Страница:
+---+
Борис Жутовский пожал плечами. Хрущев обернулся к сгрудившимся за спиной опричникам: «На два года на лесозаготовки».
При переходе в следующий зал дорогу вождю неожиданно преградил Эрнст Неизвестный. Невысокий, но широкоплечий, коренастый, мощный мужик, он занял чуть ли не половину дверного проема:
— Никита Сергеевич, здесь работы всей моей жизни. Я не могу их показывать в такой обстановке. Я не знаю, придется ли мне еще когда-то поговорить с руководителем партии и правительства, и я прошу вас выслушать, и чтобы меня не перебивали.
Вновь подняв руку, чтобы остановить возмущенный галдеж, Хрущев кивнул.
+---+
Исходные данные:
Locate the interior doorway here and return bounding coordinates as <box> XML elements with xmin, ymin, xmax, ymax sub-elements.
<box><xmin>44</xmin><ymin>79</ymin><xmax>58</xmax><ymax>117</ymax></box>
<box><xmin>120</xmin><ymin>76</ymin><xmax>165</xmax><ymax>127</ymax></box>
+---+
Задания:
1. Зачем Хрущев вновь поднял руку, согласно отрывку о Хрущеве и Эрнсте Неизвестном? Ответьте в одном–трех предложениях.
2. Допишите отрывок о Хрущеве и Эрнсте Неизвестном, начиная сразу после его последней фразы.
Листинг — отдельный материал, с отрывком о Хрущеве и Эрнсте Неизвестном он не связан.

Ответы:
1. Хрущев вновь поднял руку, чтобы остановить возмущенный галдеж. После этого он кивнул.

2.
— Вот эту работу я делал 15 дней, а эту — два месяца, — начал Эрнст. — Это тяжелый труд — дерево или камни рубить. Я — каменотес, рабочий человек… Вот эта работа сделана мной на заводе, где я работал в качестве литейщика… Это — атомный взрыв. Я не знал, как показать страшность атомного взрыва. Если бы я тех вещей не делал, я бы не смог и этого сделать.
— Хорошо, что вы откровенно сказали. Я, например, считаю, что некоторые замыслы ваши неплохие, хорошие, поэтому вопрос будет зависеть от выражения этих замыслов. Вот что это выражает? — Хрущев указал на очередную скульптурную работу.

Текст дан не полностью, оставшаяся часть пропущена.